- [WRITTEN INSTRUCTION] Copy these rows word for word, starting at the line that contains "Box every woman boxer." and stopping after the line that contains "[279,221,375,235]".

- [EXTRACTED RECORDS]

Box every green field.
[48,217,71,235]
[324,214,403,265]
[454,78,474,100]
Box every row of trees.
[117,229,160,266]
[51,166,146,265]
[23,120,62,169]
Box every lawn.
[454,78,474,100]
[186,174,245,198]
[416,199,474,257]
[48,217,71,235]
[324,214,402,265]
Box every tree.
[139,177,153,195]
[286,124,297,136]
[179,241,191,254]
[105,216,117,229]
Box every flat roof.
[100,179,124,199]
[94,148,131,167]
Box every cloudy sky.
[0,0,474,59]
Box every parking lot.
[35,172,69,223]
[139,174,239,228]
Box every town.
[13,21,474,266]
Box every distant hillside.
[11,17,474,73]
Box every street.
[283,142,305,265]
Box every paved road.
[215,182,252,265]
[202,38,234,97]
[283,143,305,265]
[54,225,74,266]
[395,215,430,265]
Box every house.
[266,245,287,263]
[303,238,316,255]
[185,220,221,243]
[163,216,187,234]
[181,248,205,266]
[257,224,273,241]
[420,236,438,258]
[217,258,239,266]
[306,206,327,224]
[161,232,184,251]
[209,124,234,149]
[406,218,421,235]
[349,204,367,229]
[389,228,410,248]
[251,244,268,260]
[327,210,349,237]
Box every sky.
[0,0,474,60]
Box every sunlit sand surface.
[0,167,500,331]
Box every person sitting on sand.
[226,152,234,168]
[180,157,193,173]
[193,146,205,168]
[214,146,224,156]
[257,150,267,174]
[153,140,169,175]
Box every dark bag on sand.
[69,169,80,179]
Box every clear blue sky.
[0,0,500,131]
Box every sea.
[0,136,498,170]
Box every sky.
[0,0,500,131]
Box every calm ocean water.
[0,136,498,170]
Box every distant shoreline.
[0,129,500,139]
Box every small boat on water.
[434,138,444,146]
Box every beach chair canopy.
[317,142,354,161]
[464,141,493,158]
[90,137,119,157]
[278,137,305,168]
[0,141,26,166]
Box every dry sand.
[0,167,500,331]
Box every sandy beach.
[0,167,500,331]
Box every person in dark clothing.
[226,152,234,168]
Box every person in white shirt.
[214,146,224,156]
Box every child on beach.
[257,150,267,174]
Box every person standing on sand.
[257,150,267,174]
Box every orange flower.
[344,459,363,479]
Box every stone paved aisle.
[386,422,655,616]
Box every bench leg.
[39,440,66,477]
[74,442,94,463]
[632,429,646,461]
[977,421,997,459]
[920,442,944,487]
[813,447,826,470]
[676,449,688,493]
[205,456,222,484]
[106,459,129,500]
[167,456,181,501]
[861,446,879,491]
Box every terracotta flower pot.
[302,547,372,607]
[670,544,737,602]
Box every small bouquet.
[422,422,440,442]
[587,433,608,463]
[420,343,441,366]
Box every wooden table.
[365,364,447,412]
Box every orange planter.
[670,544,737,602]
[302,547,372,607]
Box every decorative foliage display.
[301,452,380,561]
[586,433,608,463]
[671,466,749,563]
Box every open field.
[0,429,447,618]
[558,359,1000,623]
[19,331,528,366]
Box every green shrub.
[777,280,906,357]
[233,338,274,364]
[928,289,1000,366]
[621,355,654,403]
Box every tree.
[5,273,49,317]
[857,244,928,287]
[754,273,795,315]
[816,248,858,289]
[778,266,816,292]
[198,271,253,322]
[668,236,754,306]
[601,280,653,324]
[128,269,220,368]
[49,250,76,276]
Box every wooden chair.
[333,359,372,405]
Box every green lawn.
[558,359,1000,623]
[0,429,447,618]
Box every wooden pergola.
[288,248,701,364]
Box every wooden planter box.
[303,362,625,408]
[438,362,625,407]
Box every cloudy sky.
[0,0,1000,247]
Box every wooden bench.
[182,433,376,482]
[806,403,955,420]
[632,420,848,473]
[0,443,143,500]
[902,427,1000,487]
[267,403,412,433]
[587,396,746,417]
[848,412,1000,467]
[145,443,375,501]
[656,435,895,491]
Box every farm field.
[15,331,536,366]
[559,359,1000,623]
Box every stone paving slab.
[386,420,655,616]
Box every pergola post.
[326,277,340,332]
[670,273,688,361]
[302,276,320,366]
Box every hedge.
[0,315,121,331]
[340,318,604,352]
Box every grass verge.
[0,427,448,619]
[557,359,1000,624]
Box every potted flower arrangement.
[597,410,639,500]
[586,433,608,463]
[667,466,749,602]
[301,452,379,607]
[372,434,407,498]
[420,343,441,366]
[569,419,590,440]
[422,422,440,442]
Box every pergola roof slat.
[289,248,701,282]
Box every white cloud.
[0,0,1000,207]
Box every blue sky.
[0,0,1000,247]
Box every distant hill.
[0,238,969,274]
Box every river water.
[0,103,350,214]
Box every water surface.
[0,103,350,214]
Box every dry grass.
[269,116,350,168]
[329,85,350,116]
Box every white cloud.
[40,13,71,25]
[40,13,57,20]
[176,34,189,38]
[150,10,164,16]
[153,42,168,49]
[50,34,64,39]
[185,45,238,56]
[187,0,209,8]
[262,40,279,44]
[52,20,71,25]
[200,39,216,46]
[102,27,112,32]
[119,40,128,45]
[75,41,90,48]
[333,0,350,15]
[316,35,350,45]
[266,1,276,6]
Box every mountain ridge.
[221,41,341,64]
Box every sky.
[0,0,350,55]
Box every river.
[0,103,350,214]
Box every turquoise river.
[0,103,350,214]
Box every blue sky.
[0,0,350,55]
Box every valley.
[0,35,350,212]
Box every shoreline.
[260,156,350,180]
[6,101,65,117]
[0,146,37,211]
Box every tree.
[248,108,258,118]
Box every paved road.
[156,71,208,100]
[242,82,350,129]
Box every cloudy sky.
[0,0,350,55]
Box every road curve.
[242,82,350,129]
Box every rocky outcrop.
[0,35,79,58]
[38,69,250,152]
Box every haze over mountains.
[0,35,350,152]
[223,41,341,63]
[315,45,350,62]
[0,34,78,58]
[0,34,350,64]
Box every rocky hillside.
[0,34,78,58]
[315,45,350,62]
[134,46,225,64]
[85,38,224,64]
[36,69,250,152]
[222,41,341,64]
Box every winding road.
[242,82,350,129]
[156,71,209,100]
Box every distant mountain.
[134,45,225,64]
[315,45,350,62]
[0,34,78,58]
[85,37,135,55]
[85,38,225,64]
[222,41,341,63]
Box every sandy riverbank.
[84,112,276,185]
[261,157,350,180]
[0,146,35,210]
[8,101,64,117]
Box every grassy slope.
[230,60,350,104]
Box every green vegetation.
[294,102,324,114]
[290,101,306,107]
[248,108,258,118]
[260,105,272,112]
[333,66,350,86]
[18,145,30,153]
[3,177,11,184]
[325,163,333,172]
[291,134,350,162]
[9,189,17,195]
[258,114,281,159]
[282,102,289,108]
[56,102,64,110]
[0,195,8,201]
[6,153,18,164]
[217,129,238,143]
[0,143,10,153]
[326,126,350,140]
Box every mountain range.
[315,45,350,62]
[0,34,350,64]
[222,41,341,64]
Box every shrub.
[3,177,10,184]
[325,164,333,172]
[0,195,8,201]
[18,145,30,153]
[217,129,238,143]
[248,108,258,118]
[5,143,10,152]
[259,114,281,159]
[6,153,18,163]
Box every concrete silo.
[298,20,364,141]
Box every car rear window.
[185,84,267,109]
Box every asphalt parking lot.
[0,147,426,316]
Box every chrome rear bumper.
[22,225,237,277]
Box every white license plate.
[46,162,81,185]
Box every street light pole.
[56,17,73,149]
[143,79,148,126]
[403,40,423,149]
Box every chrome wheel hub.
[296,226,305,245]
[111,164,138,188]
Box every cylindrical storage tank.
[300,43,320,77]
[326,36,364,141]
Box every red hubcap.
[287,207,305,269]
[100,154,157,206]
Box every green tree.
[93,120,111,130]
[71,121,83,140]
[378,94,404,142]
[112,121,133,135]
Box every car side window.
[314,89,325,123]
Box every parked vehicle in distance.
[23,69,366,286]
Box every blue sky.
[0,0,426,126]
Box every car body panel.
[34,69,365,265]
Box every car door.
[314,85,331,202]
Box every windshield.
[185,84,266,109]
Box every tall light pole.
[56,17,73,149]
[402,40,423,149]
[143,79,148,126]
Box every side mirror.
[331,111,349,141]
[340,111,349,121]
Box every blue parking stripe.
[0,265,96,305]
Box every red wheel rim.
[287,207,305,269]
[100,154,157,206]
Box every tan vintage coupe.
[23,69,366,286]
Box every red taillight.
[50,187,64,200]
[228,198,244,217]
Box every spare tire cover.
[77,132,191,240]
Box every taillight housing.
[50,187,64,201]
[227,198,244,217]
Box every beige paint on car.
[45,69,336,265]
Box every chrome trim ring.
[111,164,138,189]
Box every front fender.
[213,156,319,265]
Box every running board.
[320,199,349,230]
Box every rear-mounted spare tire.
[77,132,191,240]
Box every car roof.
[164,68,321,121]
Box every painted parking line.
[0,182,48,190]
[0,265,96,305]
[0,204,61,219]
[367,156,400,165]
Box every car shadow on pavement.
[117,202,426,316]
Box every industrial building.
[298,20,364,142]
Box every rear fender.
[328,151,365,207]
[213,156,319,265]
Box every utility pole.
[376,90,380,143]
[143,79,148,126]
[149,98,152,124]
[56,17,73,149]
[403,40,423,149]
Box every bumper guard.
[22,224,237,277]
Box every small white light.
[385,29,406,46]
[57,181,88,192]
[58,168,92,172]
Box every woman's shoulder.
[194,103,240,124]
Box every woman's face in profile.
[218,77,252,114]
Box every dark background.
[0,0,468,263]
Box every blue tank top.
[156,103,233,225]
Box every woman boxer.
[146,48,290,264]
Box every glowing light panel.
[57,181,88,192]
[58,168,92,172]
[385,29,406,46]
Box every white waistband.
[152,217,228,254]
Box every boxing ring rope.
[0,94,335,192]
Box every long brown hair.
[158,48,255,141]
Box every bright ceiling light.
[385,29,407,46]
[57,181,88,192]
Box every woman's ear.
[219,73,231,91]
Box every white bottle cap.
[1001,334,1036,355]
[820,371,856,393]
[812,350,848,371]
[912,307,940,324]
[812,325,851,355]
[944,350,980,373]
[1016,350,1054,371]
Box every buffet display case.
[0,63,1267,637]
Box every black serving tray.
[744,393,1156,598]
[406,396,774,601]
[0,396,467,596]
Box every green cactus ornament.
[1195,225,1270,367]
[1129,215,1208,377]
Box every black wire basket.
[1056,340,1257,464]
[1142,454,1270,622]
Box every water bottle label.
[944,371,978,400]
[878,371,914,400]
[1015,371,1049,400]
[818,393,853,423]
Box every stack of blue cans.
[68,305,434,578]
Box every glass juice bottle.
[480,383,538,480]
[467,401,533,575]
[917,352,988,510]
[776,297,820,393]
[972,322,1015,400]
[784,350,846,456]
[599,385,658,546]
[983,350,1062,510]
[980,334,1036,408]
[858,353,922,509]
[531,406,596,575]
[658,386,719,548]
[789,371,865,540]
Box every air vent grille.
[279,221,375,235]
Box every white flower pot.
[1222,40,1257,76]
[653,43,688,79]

- [SOLUTION]
Box every woman boxer.
[146,48,290,264]
Box every glowing light panel.
[57,181,88,192]
[58,168,92,172]
[385,29,406,46]
Box every white waistband.
[152,217,228,254]
Box every boxing ring rope.
[0,94,335,192]
Box every long brown hair.
[158,48,255,141]
Box every bright ceiling light.
[385,29,407,46]
[57,181,88,192]
Box every woman's ear.
[219,73,231,91]
Box every white bottle cap.
[1001,334,1036,355]
[820,371,856,393]
[812,350,848,371]
[912,307,940,324]
[812,325,851,355]
[944,350,980,373]
[1016,350,1054,371]
Box every buffet display case.
[0,63,1267,637]
Box every black serving tray.
[744,393,1156,598]
[406,396,774,601]
[0,396,467,596]
Box every green cactus ornament.
[1195,225,1270,367]
[1129,215,1208,377]
Box every black wire basket.
[1056,340,1257,464]
[1142,454,1270,622]
Box every water bottle label.
[944,371,978,400]
[878,371,914,400]
[1015,371,1049,400]
[818,393,853,423]
Box every stack of blue cans.
[68,305,434,578]
Box every glass juice bottle.
[480,383,538,480]
[467,401,533,575]
[917,352,988,510]
[776,297,820,393]
[972,322,1015,400]
[784,350,846,456]
[599,385,658,546]
[983,350,1062,510]
[980,334,1036,408]
[858,353,922,509]
[531,406,596,575]
[658,386,719,548]
[789,371,865,540]
Box every air vent grille.
[279,221,375,235]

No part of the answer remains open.